_Data_
════════

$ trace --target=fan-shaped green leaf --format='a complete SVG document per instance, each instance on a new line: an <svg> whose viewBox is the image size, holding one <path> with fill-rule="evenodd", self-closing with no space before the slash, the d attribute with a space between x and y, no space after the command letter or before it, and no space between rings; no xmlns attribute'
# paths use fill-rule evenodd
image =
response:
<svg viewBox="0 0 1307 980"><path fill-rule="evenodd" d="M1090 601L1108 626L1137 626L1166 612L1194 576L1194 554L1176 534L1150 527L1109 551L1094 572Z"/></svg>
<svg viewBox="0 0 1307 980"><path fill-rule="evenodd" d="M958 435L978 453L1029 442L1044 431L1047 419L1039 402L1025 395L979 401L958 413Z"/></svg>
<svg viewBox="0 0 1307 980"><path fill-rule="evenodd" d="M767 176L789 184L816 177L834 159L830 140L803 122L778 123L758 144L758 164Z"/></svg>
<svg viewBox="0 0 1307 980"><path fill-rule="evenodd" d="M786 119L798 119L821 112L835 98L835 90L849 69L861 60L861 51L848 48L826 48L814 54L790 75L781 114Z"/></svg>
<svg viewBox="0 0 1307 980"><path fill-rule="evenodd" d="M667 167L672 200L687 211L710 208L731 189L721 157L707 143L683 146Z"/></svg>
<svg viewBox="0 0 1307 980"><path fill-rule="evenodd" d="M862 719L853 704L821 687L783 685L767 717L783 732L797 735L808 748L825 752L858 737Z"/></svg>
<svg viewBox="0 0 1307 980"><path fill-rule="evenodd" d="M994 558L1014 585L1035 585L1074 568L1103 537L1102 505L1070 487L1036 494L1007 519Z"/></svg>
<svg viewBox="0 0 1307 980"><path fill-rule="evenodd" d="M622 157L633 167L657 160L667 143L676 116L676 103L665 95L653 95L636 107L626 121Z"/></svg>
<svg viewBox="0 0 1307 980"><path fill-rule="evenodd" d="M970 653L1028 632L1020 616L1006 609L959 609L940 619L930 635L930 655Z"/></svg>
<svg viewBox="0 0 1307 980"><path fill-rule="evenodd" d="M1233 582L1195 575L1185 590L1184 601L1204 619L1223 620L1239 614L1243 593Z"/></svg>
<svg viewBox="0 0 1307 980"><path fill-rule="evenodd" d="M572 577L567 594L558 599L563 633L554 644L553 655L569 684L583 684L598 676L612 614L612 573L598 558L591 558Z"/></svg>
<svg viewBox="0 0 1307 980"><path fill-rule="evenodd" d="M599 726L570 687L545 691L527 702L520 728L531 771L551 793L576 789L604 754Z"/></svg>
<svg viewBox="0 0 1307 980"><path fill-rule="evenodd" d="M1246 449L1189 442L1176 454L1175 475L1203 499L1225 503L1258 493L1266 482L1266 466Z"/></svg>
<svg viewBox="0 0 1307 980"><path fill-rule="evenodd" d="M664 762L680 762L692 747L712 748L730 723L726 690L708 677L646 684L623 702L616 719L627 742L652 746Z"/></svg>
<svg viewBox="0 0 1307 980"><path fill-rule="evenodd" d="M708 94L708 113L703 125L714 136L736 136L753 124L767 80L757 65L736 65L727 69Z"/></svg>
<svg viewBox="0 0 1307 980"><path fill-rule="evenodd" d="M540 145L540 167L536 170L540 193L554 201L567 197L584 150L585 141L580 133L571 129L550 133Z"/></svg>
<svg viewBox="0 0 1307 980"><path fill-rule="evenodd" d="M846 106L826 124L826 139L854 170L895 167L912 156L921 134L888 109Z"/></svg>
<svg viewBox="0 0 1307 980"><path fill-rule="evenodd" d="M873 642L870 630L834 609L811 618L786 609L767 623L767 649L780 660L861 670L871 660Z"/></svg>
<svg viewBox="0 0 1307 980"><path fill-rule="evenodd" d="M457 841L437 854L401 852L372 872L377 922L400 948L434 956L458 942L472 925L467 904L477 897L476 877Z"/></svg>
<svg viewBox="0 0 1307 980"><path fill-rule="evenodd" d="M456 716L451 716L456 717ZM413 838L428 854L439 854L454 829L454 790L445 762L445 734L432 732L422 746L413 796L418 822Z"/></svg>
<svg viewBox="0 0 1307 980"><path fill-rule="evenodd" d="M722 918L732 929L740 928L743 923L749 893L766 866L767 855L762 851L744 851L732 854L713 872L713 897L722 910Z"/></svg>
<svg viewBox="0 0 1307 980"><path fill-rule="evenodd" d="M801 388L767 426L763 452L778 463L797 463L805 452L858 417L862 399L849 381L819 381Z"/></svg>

════════

Search term "image": return each line of the data that contains it.

_Your solution_
$ trace --target=fan-shaped green leaf --format='a complete SVG document per instance, each instance on a new line: an <svg> whose viewBox is the image size, holding one <path> with fill-rule="evenodd", self-closing with no space before the slash, the d attribute with a space between x and y, no space after the command letter or before it, and no space between rings; no xmlns attribute'
image =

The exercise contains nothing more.